* Exercise requirements *
1. In the Christopher Skase biography, take the passage starting with "- Born: 18 September" and going on through "Caulfield Grammar Schools.", and change every "Mallorca" in it to "Majorca".
2. Answer these questions from the Christopher Skase biography:
(a) In what year did Skase purchase Qintex?
(b) Which live-to-air program did his father star in?
(c) Which schools educated Skase?
3. Resume the Christopher Skase biography after its last sentence.

- Born: 18 September 1948 Melbourne, Victoria, Australia
- Died: 5 August 2001 (aged 52) Mallorca, Spain
- Occupations: Stockbroker Media proprietor
- Years active: 1975–1991
- Spouse: Pixie Skase

= Christopher Skase =

Australian businessman (1948–2001)

Christopher Charles Skase (18 September 1948 – 5 August 2001) was an Australian businessman who later became one of his country's most wanted fugitives, after his business empire crashed spectacularly and he fled to Mallorca, Spain.

==Early life==
Skase was born into a wealthy Melbourne family. His father was Charles Skase, 1948 winner of the Melbourne Sun-Aria, and prominent on-air personality on radio station 3DB, including his role as star of the live-to-air program, The Happy Gang, in the 1950s. Skase was educated at Malvern and Caulfield Grammar Schools.

==Career==
Skase began his career as a stockbroker, but soon became a finance journalist instead, working at The Sun News-Pictorial. In 1975 he purchased Qintex, a small Tasmanian company. By 1980 he was executive chairman of Hardy Brothers jewellers.

* Dataset *
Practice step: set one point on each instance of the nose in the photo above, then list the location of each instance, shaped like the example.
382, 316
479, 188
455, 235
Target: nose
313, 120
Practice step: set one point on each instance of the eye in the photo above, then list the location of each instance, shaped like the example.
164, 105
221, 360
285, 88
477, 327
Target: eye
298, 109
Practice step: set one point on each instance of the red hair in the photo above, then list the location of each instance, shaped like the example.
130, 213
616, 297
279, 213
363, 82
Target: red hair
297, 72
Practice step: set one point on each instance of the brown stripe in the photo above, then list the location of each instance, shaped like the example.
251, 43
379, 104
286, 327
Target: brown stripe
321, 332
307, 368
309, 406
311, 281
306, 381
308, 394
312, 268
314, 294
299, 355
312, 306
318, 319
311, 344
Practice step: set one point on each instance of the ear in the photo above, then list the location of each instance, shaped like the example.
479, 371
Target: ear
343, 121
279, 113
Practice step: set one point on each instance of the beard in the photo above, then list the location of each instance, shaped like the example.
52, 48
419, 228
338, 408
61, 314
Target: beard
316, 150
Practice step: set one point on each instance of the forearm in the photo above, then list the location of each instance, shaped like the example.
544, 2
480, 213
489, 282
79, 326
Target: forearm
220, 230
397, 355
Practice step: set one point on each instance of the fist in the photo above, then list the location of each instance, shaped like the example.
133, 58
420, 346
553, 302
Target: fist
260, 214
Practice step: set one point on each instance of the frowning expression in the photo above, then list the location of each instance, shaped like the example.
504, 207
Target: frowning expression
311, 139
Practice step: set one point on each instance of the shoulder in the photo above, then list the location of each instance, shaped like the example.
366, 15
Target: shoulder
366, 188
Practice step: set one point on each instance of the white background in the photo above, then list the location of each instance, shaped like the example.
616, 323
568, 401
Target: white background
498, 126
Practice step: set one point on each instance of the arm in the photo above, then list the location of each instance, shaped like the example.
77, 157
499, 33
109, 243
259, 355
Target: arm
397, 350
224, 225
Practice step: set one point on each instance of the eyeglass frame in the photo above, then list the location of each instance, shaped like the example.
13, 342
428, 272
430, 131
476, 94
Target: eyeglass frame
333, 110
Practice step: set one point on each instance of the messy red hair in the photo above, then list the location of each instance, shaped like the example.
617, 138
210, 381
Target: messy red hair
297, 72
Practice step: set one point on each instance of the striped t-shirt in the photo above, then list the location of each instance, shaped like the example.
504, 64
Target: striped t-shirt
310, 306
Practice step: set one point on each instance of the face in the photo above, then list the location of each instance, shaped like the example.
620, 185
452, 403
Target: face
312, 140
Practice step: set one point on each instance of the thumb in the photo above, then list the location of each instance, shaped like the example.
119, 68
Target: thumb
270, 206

---

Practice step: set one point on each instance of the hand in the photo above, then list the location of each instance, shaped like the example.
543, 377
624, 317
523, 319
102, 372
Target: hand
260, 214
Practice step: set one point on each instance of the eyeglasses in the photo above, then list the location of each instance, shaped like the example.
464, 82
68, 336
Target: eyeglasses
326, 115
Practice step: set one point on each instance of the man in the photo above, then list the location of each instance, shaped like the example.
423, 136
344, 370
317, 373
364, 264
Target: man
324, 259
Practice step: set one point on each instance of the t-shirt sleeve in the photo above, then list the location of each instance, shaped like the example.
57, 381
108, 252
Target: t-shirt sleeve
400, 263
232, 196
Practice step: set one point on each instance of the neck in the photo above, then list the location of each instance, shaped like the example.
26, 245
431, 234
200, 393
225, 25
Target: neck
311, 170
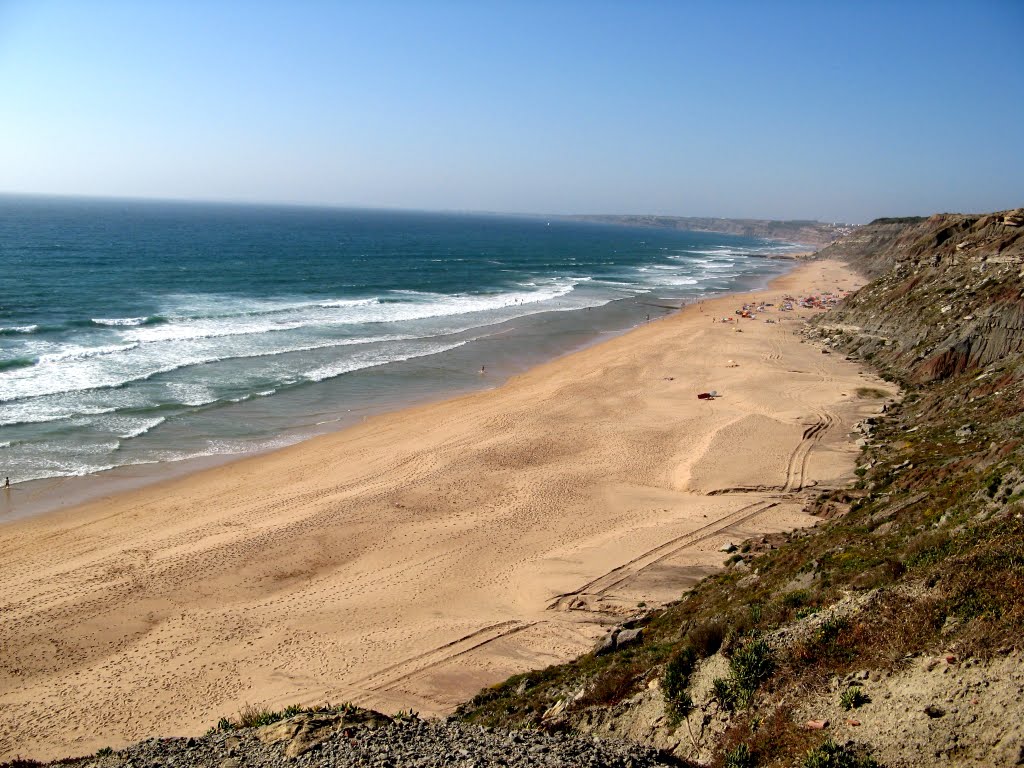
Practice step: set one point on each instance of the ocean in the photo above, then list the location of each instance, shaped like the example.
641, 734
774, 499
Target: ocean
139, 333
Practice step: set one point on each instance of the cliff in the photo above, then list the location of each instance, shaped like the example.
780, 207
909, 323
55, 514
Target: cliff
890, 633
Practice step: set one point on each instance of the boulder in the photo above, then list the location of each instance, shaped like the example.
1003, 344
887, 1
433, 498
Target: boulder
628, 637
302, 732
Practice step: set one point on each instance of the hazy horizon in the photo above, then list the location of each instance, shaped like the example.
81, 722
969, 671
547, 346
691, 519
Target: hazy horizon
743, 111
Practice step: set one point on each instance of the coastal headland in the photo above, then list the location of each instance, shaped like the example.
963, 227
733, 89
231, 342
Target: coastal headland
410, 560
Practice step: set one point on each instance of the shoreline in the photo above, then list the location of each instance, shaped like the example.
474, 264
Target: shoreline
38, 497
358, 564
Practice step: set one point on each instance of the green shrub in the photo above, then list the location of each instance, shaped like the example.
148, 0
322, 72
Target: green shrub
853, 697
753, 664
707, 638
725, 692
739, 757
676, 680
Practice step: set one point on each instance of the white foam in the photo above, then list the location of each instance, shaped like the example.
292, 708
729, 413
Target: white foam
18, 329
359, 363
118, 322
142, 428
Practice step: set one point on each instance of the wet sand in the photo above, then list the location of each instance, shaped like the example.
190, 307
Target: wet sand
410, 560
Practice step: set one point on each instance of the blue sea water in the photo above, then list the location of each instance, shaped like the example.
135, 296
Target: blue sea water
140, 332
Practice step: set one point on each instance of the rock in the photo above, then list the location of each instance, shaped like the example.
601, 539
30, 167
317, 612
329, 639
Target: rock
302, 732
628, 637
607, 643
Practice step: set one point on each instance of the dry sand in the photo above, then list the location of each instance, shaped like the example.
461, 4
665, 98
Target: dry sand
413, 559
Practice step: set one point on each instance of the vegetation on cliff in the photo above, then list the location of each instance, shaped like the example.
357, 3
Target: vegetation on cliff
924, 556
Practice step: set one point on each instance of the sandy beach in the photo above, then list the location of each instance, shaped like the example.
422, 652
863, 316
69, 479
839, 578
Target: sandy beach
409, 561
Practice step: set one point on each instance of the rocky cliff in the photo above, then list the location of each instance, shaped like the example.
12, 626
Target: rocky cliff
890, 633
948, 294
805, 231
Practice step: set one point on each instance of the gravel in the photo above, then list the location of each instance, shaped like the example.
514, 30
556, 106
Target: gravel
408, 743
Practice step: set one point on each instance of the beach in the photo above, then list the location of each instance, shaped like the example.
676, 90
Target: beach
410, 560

* Responses by task *
1.
- Born: 18 September 1948 Melbourne, Victoria, Australia
- Died: 5 August 2001 (aged 52) Majorca, Spain
- Occupations: Stockbroker Media proprietor
- Years active: 1975–1991
- Spouse: Pixie Skase

= Christopher Skase =

Australian businessman (1948–2001)

Christopher Charles Skase (18 September 1948 – 5 August 2001) was an Australian businessman who later became one of his country's most wanted fugitives, after his business empire crashed spectacularly and he fled to Majorca, Spain.

==Early life==
Skase was born into a wealthy Melbourne family. His father was Charles Skase, 1948 winner of the Melbourne Sun-Aria, and prominent on-air personality on radio station 3DB, including his role as star of the live-to-air program, The Happy Gang, in the 1950s. Skase was educated at Malvern and Caulfield Grammar Schools.

2.
(a) 1975
(b) The Happy Gang
(c) Malvern and Caulfield Grammar Schools

3.
Skase slowly developed Qintex and, over several years, turned it into one of Australia's larger corporations. In March 1981 as chairman, Skase announced that the company had acquired a 5.89 per cent interest in regional television and radio operator Victorian Broadcasting Network Ltd. By the late 1980s, the Qintex group was worth A$1.5 billion. Skase owned five resorts as well as interests in the Seven television network and the Brisbane Bears football club. On the eve of the 1990 economic recession, his two Mirage resorts in Queensland were among the largest in the country and one of them, the Mirage Port Douglas Resort, played a key role in putting the formerly small town of Port Douglas on the international tourist map.

Skase became known for his displays of wealth, with a lavish 40th birthday party in 1988, and a company Christmas party that cost $450,000. In one particular incident, he had his private jet fly from Port Douglas to Melbourne to pick up a dress for his wife, Pixie.

==Downfall==
By 1989, interest rates had risen, an attempt to buy the MGM film studios fell through, and Skase was forced to sell half of his resorts to Japanese investors. In the months that followed, it became clear that Skase and the Qintex group had overextended themselves.

According to a 1998 report by ABC program Four Corners, Skase had begun obtaining and moving money into foreign bank accounts in July 1989. Despite efforts lasting more than a decade, Max Donnelly, the creditors' trustee, was unable to trace much of the missing money.

At a meeting in October, Skase began to fall out with the Qintex board. He demanded that the board pay $13.5 million to a private company that he owned. The board refused to ratify the payment, but soon discovered that the payment had already been made. Skase then demanded the board give him a pay rise, and threatened to resign if he did not receive it. The board refused, with several members themselves threatening to resign.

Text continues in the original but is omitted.